* **Exercise objective**
Look through the material below. Return exactly the lines from the one with "pixel 948 45." through the one with "Annotation task — tag each instance of the green shrub", both included.

* **Input data**

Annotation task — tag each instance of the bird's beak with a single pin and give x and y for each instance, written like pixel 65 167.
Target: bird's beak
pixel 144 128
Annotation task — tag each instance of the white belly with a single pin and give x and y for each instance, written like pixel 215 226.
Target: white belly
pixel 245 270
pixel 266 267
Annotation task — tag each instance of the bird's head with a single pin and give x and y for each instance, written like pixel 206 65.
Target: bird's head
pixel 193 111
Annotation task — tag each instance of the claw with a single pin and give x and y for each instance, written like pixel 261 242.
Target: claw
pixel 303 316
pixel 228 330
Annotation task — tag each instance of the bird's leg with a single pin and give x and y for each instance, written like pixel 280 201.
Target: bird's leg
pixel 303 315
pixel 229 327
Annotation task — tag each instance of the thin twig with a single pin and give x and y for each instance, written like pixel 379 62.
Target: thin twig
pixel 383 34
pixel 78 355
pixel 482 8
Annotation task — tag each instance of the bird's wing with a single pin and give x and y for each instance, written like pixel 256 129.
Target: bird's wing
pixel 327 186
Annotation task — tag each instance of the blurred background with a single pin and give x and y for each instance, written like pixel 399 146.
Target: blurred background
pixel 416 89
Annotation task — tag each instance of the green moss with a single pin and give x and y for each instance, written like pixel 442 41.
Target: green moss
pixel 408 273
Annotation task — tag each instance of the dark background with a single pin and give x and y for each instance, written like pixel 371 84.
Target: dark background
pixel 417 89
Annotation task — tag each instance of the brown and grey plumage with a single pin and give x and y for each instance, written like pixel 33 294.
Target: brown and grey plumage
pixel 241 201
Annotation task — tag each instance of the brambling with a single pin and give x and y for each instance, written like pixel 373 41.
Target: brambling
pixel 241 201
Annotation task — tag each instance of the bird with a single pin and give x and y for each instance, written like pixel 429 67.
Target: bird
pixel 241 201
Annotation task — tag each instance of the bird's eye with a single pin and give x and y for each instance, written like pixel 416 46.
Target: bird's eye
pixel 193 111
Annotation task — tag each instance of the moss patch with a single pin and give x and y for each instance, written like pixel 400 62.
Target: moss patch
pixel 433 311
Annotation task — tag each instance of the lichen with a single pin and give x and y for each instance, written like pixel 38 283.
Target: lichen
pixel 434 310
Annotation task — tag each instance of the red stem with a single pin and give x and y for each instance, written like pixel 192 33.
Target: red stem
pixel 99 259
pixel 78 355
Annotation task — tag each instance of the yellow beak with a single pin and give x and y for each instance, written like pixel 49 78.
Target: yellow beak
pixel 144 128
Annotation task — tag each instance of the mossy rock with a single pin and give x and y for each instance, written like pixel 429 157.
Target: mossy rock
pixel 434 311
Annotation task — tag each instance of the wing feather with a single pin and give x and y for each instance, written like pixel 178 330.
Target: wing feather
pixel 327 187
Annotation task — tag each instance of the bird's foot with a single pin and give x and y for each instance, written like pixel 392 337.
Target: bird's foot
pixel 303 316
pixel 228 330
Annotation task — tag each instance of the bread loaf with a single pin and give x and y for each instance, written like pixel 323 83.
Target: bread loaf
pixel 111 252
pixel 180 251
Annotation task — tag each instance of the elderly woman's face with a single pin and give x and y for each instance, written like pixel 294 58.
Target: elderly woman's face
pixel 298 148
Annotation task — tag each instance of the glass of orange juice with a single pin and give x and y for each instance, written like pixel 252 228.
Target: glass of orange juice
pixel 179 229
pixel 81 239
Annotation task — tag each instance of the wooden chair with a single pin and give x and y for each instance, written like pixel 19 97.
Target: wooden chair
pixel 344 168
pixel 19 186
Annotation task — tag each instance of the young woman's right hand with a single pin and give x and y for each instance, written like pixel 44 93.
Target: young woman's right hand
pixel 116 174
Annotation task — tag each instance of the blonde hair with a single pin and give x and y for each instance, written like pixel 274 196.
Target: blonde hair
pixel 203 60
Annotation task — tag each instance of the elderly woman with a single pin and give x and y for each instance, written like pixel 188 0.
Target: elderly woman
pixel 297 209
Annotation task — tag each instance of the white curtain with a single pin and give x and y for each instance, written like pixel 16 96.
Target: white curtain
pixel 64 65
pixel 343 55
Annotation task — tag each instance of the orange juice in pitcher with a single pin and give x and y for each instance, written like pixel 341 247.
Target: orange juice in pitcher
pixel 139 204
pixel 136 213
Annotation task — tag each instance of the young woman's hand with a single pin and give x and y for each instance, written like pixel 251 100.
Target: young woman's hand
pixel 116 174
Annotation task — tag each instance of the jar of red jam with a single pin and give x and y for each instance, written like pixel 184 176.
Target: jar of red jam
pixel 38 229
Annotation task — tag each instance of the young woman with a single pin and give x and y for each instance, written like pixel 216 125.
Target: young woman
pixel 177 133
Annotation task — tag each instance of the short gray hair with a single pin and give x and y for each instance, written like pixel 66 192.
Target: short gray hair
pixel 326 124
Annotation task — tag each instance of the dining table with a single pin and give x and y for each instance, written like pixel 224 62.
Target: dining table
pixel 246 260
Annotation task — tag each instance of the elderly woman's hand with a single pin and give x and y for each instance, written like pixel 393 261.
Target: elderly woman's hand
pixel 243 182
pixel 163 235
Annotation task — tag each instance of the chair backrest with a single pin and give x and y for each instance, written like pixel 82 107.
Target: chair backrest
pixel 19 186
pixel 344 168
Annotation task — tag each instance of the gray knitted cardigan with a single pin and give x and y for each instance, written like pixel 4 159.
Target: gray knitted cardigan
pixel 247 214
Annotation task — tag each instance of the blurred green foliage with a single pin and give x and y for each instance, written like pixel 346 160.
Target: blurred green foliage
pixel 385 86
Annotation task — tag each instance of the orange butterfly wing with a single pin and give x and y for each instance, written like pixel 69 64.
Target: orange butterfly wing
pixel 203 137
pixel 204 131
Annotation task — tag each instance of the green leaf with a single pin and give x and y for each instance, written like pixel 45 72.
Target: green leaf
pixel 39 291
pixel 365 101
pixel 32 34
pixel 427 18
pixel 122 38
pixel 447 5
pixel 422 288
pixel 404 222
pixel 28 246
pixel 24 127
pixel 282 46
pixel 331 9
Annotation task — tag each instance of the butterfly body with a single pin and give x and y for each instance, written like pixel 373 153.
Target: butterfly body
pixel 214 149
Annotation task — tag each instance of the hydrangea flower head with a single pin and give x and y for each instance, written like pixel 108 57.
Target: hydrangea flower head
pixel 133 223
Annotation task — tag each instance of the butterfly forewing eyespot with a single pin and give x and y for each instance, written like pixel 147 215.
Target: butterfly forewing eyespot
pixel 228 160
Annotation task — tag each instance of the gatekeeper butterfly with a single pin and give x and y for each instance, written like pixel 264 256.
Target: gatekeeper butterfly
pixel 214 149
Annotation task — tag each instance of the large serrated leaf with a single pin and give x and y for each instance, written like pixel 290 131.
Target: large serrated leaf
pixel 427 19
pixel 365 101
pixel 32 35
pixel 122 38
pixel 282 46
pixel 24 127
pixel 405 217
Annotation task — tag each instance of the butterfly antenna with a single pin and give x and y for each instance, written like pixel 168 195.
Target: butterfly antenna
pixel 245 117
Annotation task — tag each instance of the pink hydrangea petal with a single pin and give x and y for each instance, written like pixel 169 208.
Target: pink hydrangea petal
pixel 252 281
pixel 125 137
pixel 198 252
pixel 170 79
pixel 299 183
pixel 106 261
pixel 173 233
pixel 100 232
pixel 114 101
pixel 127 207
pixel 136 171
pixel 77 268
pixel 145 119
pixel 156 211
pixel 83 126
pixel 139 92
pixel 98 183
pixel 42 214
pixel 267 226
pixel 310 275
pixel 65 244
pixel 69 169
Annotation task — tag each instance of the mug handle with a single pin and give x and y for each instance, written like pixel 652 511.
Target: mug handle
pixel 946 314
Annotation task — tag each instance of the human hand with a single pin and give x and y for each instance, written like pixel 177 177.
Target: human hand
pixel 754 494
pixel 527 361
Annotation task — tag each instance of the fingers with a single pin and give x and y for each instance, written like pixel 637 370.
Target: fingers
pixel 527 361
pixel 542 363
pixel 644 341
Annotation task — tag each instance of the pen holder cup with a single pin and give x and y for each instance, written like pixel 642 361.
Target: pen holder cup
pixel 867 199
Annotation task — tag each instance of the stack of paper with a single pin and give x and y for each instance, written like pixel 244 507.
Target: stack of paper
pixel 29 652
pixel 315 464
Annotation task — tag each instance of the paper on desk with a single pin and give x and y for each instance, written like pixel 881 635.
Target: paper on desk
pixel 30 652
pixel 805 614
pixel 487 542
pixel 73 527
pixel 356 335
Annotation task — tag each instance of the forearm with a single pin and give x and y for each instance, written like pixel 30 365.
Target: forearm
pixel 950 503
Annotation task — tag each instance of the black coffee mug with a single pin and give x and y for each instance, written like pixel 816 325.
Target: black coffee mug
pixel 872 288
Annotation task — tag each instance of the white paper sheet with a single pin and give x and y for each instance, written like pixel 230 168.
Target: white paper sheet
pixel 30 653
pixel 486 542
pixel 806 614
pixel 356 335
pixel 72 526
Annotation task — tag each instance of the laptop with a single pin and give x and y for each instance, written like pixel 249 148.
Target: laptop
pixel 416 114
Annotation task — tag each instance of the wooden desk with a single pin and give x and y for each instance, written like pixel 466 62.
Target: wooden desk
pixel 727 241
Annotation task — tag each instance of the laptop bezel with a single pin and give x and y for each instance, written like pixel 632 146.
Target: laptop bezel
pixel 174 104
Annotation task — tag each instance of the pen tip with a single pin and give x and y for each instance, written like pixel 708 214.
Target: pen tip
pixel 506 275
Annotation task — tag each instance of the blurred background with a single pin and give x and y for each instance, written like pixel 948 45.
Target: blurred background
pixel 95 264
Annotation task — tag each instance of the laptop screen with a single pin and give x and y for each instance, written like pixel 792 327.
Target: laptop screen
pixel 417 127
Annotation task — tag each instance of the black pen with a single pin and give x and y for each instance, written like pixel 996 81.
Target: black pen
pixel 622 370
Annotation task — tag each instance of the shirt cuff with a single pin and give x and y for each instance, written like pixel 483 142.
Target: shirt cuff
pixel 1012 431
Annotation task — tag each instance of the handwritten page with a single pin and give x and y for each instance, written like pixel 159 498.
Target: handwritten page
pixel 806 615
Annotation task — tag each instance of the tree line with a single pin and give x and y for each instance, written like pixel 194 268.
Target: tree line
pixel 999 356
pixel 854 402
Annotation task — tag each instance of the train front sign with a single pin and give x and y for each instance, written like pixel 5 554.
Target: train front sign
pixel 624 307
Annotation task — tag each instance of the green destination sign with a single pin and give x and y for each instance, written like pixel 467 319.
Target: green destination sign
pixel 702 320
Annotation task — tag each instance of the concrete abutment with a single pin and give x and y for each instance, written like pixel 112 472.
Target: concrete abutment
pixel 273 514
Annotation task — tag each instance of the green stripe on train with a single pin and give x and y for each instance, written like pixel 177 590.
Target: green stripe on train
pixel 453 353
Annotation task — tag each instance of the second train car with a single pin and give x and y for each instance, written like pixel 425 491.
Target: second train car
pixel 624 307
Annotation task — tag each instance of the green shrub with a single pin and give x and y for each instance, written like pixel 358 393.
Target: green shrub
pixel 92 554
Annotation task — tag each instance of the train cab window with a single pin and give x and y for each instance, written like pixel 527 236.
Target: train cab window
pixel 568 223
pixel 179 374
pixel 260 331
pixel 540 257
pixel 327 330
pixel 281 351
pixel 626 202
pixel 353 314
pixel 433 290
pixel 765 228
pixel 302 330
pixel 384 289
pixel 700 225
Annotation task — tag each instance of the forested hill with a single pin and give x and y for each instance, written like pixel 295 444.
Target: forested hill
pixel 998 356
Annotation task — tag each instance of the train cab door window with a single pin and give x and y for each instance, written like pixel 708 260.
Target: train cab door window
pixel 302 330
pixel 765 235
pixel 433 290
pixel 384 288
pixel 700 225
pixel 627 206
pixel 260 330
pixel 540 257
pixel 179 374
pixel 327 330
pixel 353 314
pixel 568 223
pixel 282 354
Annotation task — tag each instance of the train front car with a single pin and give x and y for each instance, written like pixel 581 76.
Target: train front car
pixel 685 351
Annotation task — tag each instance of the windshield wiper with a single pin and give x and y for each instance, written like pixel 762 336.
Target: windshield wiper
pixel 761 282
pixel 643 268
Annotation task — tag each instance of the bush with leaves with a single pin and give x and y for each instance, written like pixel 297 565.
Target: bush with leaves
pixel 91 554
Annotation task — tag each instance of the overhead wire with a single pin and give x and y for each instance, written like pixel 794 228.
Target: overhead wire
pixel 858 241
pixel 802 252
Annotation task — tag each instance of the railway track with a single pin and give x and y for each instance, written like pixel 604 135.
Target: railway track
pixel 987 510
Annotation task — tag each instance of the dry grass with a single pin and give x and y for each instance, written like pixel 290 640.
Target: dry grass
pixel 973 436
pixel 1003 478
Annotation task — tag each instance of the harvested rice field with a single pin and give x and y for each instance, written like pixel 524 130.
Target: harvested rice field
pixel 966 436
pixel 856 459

* **Response for this exercise**
Annotation task — tag each instance of the blurred background with a single pin and give x and y for each instance, written like pixel 948 45.
Target: blurred background
pixel 95 264
Annotation task — tag each instance of the laptop screen with a single pin and give x and y for each instance, written like pixel 792 327.
Target: laptop screen
pixel 417 127
Annotation task — tag each instance of the black pen with a single pin and give x and y for each instance, written like pixel 996 81.
Target: black pen
pixel 622 370
Annotation task — tag each instance of the shirt cuff with a single pin and give x and y for each instance, written like pixel 483 142.
Target: shirt cuff
pixel 1012 431
Annotation task — tag each instance of the handwritten page with a single pin and give x and y for each instance, written like pixel 159 498.
Target: handwritten page
pixel 806 615
Annotation task — tag each instance of the tree line with a single pin and give x and y for each instance, written like pixel 194 268.
Target: tree line
pixel 999 356
pixel 854 402
Annotation task — tag each instance of the train front sign with a single pin and give x and y for each instance, written like pixel 5 554.
Target: train front sign
pixel 624 307
Annotation task — tag each instance of the green destination sign with a single pin and give x and y for each instance, written like pixel 467 319.
Target: green destination sign
pixel 702 320
Annotation task — tag each instance of the concrete abutment with a single pin and give x and y for each instance, written like pixel 112 472.
Target: concrete abutment
pixel 273 514
Annotation task — tag each instance of the green stripe on train with a single pin and give x and y for each instance, written like pixel 177 590.
Target: green stripe on train
pixel 453 353
Annotation task — tag each instance of the second train car with a single pin and give x and y for each instance, written like pixel 425 491.
Target: second train car
pixel 624 307
Annotation task — tag each instance of the green shrub with a single pin and give x and y for each instance, written like pixel 358 393.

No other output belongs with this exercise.